- [Work to do] Turn the entries from the first line up to and including the line with "point(60, 253)" into a JSON list of strings, one string per line, with blank lines left out.

- [Data for the task]

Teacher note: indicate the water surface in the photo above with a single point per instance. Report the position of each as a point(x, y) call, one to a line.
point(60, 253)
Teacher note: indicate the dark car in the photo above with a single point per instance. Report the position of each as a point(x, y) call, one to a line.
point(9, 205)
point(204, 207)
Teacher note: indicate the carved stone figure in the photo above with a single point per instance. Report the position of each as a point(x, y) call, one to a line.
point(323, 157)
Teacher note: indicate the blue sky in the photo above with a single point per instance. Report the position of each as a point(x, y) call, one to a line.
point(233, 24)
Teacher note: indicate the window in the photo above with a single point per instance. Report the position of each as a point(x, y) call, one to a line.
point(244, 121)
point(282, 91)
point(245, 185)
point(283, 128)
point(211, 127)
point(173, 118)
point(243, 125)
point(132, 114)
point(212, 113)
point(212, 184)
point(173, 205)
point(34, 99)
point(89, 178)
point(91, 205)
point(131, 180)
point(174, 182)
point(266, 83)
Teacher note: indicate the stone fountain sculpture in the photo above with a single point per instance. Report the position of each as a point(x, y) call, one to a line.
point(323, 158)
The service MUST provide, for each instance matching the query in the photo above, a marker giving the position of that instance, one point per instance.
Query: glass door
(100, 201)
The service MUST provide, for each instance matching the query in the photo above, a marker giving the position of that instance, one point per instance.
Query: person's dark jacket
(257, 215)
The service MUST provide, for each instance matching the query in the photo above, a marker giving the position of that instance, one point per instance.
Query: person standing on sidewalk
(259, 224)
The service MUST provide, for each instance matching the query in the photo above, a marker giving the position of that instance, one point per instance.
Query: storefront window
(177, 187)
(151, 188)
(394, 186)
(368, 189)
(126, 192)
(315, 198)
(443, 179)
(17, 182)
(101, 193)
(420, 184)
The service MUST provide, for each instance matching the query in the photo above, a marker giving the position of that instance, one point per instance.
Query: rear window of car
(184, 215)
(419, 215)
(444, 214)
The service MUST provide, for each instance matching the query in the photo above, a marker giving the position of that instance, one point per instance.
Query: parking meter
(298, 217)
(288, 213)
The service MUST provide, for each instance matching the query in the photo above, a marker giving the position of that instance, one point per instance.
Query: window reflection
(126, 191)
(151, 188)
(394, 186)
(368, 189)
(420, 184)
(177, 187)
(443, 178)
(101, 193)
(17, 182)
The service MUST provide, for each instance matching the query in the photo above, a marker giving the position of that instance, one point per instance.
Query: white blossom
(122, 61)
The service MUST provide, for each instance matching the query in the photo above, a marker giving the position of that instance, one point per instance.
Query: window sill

- [Response]
[
  "Teacher note: indicate the water surface in the photo above with a single point per instance. Report the position of each as a point(x, y) call, one to a line.",
  "point(60, 253)"
]